Substitute "sample output" for each occurrence of "example output" throughout the records. Write them out again with everything else unchanged.

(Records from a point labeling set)
=-=-=

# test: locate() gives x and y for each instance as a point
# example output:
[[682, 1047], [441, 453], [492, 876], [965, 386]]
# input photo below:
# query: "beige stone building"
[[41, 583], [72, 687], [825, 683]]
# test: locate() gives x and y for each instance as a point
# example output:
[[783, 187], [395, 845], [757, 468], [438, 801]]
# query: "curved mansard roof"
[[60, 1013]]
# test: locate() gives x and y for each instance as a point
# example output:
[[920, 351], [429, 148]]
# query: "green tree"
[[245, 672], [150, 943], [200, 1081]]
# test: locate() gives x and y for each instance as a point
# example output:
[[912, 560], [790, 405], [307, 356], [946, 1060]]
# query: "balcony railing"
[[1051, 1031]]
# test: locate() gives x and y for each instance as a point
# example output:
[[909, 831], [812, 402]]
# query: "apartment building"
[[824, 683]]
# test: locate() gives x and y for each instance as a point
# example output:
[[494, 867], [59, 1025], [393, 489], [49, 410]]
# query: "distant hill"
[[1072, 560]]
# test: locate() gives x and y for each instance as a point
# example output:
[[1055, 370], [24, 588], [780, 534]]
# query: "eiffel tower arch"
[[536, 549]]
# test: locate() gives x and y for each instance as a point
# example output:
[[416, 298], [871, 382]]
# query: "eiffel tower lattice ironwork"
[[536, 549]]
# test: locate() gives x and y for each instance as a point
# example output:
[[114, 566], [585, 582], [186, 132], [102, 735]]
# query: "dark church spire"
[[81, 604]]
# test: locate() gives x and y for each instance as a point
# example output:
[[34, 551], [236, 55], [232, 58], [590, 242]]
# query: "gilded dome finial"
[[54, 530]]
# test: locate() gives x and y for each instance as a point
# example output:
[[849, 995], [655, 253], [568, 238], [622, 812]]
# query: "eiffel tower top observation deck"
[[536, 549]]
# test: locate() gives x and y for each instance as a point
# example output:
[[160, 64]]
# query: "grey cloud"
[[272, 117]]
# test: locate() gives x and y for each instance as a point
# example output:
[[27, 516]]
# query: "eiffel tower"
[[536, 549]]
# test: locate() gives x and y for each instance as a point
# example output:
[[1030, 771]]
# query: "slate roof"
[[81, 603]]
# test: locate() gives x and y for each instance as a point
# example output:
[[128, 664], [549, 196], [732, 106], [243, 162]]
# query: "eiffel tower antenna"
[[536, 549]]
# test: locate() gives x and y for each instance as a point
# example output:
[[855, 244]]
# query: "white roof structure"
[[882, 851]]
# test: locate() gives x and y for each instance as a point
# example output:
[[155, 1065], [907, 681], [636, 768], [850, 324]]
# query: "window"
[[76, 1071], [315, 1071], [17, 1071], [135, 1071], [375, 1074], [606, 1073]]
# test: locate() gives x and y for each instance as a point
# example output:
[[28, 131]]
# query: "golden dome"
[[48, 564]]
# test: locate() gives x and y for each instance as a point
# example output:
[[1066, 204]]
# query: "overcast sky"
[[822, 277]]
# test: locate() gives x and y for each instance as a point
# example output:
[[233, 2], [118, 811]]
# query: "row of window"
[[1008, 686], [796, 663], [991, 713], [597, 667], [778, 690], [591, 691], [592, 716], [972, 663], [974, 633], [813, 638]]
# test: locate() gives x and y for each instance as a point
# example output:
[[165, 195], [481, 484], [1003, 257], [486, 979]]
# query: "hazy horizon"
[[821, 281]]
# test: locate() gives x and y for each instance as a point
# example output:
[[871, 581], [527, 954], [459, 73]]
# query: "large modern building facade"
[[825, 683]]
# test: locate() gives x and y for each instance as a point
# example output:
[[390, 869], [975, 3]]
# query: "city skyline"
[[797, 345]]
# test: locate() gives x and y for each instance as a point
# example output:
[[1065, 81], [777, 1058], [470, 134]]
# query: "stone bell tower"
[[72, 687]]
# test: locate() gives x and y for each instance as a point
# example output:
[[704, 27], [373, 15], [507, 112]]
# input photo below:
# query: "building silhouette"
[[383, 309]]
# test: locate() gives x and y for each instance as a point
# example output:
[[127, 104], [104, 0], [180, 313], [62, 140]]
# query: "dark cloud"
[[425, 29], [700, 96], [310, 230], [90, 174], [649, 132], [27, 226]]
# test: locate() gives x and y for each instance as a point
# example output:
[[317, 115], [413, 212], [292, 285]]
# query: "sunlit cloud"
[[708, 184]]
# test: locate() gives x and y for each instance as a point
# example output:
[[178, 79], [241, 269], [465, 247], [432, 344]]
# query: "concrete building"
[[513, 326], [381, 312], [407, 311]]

=-=-=

- RESULT:
# test: locate() gives x and y for each instance as a point
# sample output:
[[682, 1047], [441, 453], [492, 876], [965, 386]]
# input photo below:
# query: "beige stone building"
[[41, 583], [72, 687], [825, 683]]
# test: locate() gives x and y for each instance as a point
# sample output:
[[783, 187], [395, 845], [757, 468], [438, 801]]
# query: "curved mansard roof"
[[60, 1013]]
# test: locate() gives x and y for each instance as a point
# sample output:
[[920, 351], [429, 148]]
# query: "green tree"
[[245, 672], [150, 943], [200, 1081]]
# test: locate() gives x and y for each instance as a point
# sample output:
[[912, 560], [790, 405], [307, 356], [946, 1060]]
# query: "balcony railing"
[[1051, 1031]]
# test: locate() gives x and y for each instance as a point
# sample output:
[[909, 831], [812, 402]]
# query: "apartment building"
[[824, 683]]
# test: locate() gives x and y for each instance as a point
# sample output:
[[494, 867], [59, 1025], [393, 489], [49, 410]]
# query: "distant hill"
[[1072, 560]]
# test: locate() gives x and y for each instance as a point
# sample output:
[[1055, 370], [24, 588], [780, 534]]
# query: "eiffel tower arch"
[[536, 549]]
# test: locate() gives x and y for each instance as a point
# sample output:
[[416, 298], [871, 382]]
# query: "eiffel tower lattice ironwork"
[[536, 549]]
# test: locate() gives x and y for each instance as a point
# sample output:
[[114, 566], [585, 582], [186, 132], [102, 735]]
# query: "dark church spire"
[[81, 604]]
# test: locate() gives x and y for each instance as a point
# sample output:
[[34, 551], [236, 55], [232, 58], [590, 242]]
# query: "gilded dome finial"
[[54, 530]]
# test: locate() gives x and y for each instance as a point
# sample output:
[[849, 995], [655, 253], [568, 238], [622, 812]]
# query: "eiffel tower top observation deck"
[[536, 549]]
# test: locate() gives x and y for each instance as a point
# sample output:
[[160, 64]]
# query: "grey cloud"
[[272, 117]]
# test: locate() gives x and y for each instance as a point
# sample output:
[[27, 516]]
# query: "eiffel tower"
[[536, 549]]
# test: locate() gives x and y for each instance as a point
# sample output:
[[1030, 771]]
# query: "slate roof"
[[81, 603]]
# test: locate() gives x and y for each instance as a point
# sample output:
[[128, 664], [549, 196], [732, 106], [243, 162]]
# query: "eiffel tower antenna"
[[536, 549]]
# test: locate() gives x and y for each instance as a point
# sample output:
[[855, 244]]
# query: "white roof structure"
[[882, 851]]
# test: locate() gives x and y for each instance as a point
# sample output:
[[155, 1065], [907, 681], [636, 768], [850, 324]]
# query: "window"
[[76, 1071], [315, 1071], [17, 1071], [135, 1071], [375, 1074], [606, 1073]]
# test: locate() gives x and y for each instance as a point
# sample output:
[[28, 131]]
# query: "golden dome"
[[48, 564]]
# test: locate() gives x and y for each instance as a point
# sample output:
[[1066, 204]]
# query: "overcast sky"
[[822, 277]]
# test: locate() gives x and y for each instance as a point
# sample output:
[[233, 2], [118, 811]]
# query: "row of window"
[[1008, 686], [796, 663], [991, 713], [597, 667], [778, 690], [591, 691], [592, 716], [972, 663], [974, 633], [813, 638]]
# test: locate() gives x and y for each instance as a point
# sample output:
[[165, 195], [481, 484], [1003, 257], [486, 979]]
# query: "hazy horizon"
[[821, 281]]
# test: locate() gives x and y for each instance as a point
# sample output:
[[871, 581], [527, 954], [459, 73]]
# query: "large modern building facade"
[[825, 683]]
# test: locate() gives x and y for each instance as a point
# sample output:
[[390, 869], [975, 3]]
# query: "city skyline"
[[797, 345]]
# test: locate() gives x and y for each instance as a point
# sample output:
[[1065, 81], [777, 1058], [470, 134]]
# query: "stone bell tower"
[[72, 687]]
# test: locate() gives x and y for each instance as a point
# sample output:
[[704, 27], [373, 15], [507, 112]]
# input photo below:
# query: "building silhouette"
[[383, 309]]
# test: locate() gives x and y for each instance as a point
# sample output:
[[127, 104], [104, 0], [180, 313], [62, 140]]
# query: "dark cloud"
[[425, 29], [700, 96], [310, 230], [90, 174], [649, 132], [27, 226]]
# test: locate() gives x and y for each instance as a point
# sample output:
[[317, 115], [413, 212], [292, 285]]
# query: "sunlit cloud"
[[708, 184]]
# test: locate() gives x and y for each instance as a point
# sample output:
[[178, 79], [241, 269], [465, 247], [432, 344]]
# query: "concrete building"
[[513, 326], [381, 312], [407, 311]]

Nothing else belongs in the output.